Selected text Start Marker

Howdy, Phans, and welcome to another entry of the Peverett Phile, the web's most updated blog. There’s a new book out on President Bush. I learned President Bush is a sensitive man. He says he cries a lot. It would be even better to hear that he reads but . . . Fred Thompson officially announced his candidacy for president today. Here’s why Fred Thompson is not going to be our president: America’s not going to pick a first lady that looks like she runs a tanning salon. Have we ever had a president with a hot wife? Barbara Bush maybe . . . On the Democratic side of things, Oprah Winfrey is throwing a huge fundraiser for Barack Obama on Saturday on the grounds of the Promise Land — a huge 42 acre mountain-view estate in Montecito, Calif. It’s projected to raise $3 million. Two million of which is projected to come from the “Dunk Stedman” booth. Idaho Sen. Larry Craig announced his resignation on Saturday. If I was Larry Craig, here’s what I’d say: “I’m not gay, but my feet are.” It’s been one year since Katie Couric took over the CBS Evening News, and to celebrate, CBS is sending her to Iraq. I guess that should give CBS enough time to move the studio to someplace where she can’t find it. Last weekend I got my second tatoo, dad's autograph. This weekend I am thinking about getting 'Made In England' tattooed on my ass. Or as we say in England, arse. And now, for a special pheature called...
JUST WHEN YOU THINK YOU KNOW SOMEONE
This next article is about a good friend of mine who used to work with me at Epcot about five years ago. Until recently we lost contact, and now I know why.
A St. Andrews Elementary School teacher is out on bond tonight, charged with trying to access pornography and engage in inappropriate conversations with a child through the Internet. Several law enforcement agencies, including the Federal Bureau of Investigations and the Georgia Bureau of Investigations and the Pooler Police Department searched the home of Joshua Evans in Pooler looking for evidence. They say they found what they were looking for and arrested the 25-year-old teacher.

Selected text End Marker
Information given Start Marker

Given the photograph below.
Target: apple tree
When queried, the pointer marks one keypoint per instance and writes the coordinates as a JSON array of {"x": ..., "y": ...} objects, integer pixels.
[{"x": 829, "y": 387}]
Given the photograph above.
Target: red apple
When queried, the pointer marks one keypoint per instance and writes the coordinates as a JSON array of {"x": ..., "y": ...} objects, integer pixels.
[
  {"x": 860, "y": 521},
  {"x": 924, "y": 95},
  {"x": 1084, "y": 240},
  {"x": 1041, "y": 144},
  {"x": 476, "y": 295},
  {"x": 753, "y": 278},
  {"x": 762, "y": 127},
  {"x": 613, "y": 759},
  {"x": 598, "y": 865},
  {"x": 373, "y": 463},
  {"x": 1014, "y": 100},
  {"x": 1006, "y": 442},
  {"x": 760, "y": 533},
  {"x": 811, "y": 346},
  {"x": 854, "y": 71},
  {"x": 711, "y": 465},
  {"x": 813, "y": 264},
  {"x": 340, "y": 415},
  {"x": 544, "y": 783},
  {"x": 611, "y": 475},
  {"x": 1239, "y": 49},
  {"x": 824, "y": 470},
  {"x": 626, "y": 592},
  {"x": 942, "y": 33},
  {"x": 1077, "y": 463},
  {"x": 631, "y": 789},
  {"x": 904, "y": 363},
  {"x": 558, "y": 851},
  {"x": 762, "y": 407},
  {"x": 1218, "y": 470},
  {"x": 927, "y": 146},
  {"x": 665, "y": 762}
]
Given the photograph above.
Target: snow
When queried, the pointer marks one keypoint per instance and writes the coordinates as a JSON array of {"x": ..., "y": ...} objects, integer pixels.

Information given End Marker

## Exercises
(a) In the Peverett Phile blog entry, how much money is Oprah Winfrey's fundraiser for Barack Obama projected to raise?
(b) Pick up the Peverett Phile blog entry after its last sentence and write what comes next.
The items above are separate material with no connection to the Peverett Phile blog entry.

## Answers in order
(a) $3 million.

(b)
Today, in federal court Evans was arraigned and then released on a $50,000 bond, but must remain on house arrest and cannot have access to the Internet or any contact with minors. Meanwhile across the county at St. Andrews school, administrators tell us they're in a state of shock. Headmaster EC Hubbard says all employees undergo a criminal background check and Evans had no prior history. "It's only logical the people we employ for our children are the people of good character and in my opinion, Mr. Evans was. We did an extensive criminal checks references and I personally make those calls," said Hubbard. Evans had been a music teacher at St. Andrews Elementary School for two years and the headmaster says in that period of time, none of the children were in danger. And after talking to the FBI, there's no evidence of inappropriate behavior conducted on school grounds. "While we can't understand, I believe that safe guards are sufficient that no sort of criminal conduct happened at school," said Hubbard. Hubbard says he's concerned about the school's reputation and that's why he sent a letter to all parents explaining what happened. "Our foremost concern is for the safety and welfare of our children and we take steps to ensure that safety," said Hubbard. Steps he says his administrators always take very seriously. At this point, none of the agencies involved in the Evans case are going into detail as to what led to his arrest. We should learn more when Evans makes his next court appearance which has not yet been set. Hubbard says Evans will not return to St. Andrews and the school is looking for a permanent replacement.
In the next entry I will have the follow up report.
As the newbie of the group, Michelle Williams had a lot to prove when she joined Destiny's Child. The group's May 4, 2005 appearance on BET's '106 & Park' didn't help shed her weak-link status. During the first few seconds of DC's performance of 'Soldier,' Michelle slipped on stage and fell to the ground with a thud. Perhaps most embarrassing is that neither Kelly nor B stopped to help their fallen friend. To her credit, Michelle picked herself off, and kept on shaking while the cameras rolled, but it's an experience she'll never fully live down.
Luciano Pavarotti: Pavarotting. There, it's done; that's out of the way, hope for something original.
Conservative leader the Rev. D. James Kennedy: If I'm Pat Robertson, I'm shitting bricks.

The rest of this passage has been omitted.